** TASK REQUIREMENTS **
Beginning with the line that contains "Would you mind tagging the pumpkin seed", extract each line through the end of the listing below, with no additions or omissions.
━━━ MATERIAL SUPPLIED
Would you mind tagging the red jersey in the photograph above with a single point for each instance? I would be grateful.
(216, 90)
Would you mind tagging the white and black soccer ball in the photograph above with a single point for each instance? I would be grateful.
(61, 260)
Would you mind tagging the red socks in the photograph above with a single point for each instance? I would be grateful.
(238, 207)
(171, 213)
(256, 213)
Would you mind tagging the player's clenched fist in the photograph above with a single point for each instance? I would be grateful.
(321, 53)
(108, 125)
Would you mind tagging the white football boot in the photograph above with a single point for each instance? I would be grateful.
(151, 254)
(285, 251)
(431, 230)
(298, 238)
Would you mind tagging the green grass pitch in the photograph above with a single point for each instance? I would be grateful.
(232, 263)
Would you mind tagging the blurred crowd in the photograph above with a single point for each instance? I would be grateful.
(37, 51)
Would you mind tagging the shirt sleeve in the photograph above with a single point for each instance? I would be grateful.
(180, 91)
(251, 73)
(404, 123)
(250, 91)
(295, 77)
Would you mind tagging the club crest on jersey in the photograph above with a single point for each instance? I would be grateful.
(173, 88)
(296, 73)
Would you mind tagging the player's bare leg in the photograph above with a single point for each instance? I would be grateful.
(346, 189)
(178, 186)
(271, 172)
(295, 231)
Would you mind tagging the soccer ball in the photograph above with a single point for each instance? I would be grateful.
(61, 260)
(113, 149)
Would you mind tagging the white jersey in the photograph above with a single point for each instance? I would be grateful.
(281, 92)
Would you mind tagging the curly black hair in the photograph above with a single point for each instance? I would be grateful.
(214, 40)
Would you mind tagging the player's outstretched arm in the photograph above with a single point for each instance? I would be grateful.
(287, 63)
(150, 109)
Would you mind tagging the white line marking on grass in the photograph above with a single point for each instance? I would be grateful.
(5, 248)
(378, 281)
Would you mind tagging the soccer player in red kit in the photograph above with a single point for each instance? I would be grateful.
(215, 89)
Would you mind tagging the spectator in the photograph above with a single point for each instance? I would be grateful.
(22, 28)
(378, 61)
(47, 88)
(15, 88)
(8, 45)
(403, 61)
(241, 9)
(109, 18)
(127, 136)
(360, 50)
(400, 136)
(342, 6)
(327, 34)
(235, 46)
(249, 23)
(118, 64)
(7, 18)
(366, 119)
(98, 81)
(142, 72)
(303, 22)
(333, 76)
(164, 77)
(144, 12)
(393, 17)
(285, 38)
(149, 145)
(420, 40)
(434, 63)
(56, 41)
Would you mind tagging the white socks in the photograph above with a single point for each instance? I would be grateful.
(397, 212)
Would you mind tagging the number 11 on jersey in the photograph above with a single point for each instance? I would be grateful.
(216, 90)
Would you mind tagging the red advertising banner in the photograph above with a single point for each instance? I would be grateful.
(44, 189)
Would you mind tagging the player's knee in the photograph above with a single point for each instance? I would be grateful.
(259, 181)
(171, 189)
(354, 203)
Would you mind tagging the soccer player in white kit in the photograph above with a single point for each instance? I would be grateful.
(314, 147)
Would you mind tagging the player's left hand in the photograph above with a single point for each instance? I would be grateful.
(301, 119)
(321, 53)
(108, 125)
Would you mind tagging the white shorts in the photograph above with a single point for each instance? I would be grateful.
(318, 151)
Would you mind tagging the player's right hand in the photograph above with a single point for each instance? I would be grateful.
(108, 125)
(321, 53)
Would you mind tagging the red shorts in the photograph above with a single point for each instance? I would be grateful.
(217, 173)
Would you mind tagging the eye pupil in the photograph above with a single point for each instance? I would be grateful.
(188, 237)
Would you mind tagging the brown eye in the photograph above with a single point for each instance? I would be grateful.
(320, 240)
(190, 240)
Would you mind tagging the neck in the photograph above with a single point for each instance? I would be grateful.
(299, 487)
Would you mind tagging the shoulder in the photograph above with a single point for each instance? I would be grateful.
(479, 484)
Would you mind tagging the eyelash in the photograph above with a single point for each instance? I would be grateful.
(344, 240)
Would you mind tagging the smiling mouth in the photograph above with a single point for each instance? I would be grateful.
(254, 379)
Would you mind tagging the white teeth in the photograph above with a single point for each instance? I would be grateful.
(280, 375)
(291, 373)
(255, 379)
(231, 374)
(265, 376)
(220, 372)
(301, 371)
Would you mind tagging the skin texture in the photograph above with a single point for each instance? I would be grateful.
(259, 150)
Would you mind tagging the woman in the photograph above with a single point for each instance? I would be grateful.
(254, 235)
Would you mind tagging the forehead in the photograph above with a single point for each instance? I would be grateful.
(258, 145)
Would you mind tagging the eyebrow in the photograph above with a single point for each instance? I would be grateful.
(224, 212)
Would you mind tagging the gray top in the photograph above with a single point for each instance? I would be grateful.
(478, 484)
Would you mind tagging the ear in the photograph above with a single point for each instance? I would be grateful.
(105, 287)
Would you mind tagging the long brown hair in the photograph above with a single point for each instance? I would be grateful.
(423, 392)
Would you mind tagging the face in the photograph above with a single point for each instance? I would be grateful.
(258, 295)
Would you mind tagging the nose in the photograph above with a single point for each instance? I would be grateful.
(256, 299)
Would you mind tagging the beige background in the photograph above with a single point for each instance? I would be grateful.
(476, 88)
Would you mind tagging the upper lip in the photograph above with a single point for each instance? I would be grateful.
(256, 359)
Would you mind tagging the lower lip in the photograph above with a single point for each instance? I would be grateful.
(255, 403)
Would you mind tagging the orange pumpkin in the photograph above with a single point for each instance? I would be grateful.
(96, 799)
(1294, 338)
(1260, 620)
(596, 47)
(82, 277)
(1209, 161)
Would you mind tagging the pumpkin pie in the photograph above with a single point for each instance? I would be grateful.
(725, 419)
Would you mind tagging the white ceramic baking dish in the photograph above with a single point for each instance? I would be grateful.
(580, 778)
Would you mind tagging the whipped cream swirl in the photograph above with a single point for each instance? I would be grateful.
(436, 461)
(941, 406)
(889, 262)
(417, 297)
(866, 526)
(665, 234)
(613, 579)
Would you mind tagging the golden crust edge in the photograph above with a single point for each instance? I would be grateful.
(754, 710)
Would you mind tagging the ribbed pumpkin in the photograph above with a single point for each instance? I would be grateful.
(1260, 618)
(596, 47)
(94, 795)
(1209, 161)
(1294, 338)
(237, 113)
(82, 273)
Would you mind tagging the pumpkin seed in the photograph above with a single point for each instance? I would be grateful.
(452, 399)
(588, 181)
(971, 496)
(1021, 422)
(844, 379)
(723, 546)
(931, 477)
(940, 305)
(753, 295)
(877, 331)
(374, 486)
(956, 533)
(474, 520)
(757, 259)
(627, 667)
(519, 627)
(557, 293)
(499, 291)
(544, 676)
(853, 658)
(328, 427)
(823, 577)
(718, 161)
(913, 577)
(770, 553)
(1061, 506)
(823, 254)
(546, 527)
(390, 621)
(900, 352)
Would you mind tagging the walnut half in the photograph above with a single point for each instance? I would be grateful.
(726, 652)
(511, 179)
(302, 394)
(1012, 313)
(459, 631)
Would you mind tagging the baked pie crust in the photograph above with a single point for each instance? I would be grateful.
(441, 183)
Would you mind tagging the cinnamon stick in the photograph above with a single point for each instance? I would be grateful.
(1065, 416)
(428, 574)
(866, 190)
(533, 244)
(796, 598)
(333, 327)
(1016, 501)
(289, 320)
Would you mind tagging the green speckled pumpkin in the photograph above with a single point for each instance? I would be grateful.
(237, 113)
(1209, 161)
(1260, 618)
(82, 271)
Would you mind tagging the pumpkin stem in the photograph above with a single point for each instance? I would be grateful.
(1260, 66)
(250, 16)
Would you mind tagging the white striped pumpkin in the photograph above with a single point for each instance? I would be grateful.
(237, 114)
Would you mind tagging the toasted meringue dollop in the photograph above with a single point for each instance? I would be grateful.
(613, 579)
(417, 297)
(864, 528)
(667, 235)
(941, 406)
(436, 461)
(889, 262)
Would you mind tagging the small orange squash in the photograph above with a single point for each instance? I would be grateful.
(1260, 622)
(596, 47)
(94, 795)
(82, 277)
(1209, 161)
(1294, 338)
━━━━━━
** REPLY TO THE EXERCISE **
Would you mind tagging the pumpkin seed in the photograph above with a single point for each instance? I would be grateful.
(452, 399)
(588, 181)
(971, 496)
(1021, 422)
(844, 379)
(723, 546)
(931, 477)
(940, 305)
(753, 295)
(877, 331)
(374, 486)
(956, 533)
(474, 520)
(757, 259)
(627, 667)
(519, 627)
(557, 293)
(499, 291)
(544, 676)
(853, 658)
(328, 427)
(823, 577)
(718, 161)
(913, 577)
(770, 553)
(1061, 506)
(823, 254)
(546, 527)
(390, 621)
(900, 352)
Would you mind tagging the walnut half in the photograph above with a single point for each instance? I would be grateful.
(726, 652)
(511, 179)
(302, 394)
(1012, 313)
(459, 631)
Would you mind tagging the baked pie crust in the photograph above with a single point for each instance? I would be grateful.
(441, 183)
Would you mind tagging the cinnamon stick in the photograph above with a single point for each instance? I would be grateful.
(1065, 416)
(428, 574)
(866, 190)
(533, 244)
(796, 598)
(333, 327)
(1016, 501)
(289, 320)
Would you mind tagging the green speckled pumpkin in the photograph above with a single point for each instance? I would be grateful.
(237, 113)
(1209, 161)
(1260, 618)
(82, 271)
Would you mind tagging the pumpkin stem in the photograph above with a single point for each instance? I would be grateful.
(1260, 66)
(250, 16)
Would you mind tagging the white striped pumpkin in the photograph above with a single point for each instance? I would be grateful.
(237, 114)
Would you mind tagging the toasted meringue dollop in the photograph above with a single point for each instance? I would be grateful.
(613, 579)
(417, 297)
(864, 528)
(667, 235)
(941, 406)
(436, 461)
(889, 262)
Would you mind tagging the small orange squash in the photograph above with a single point for each instance? I would be grateful.
(1260, 622)
(596, 47)
(94, 795)
(82, 277)
(1209, 161)
(1294, 338)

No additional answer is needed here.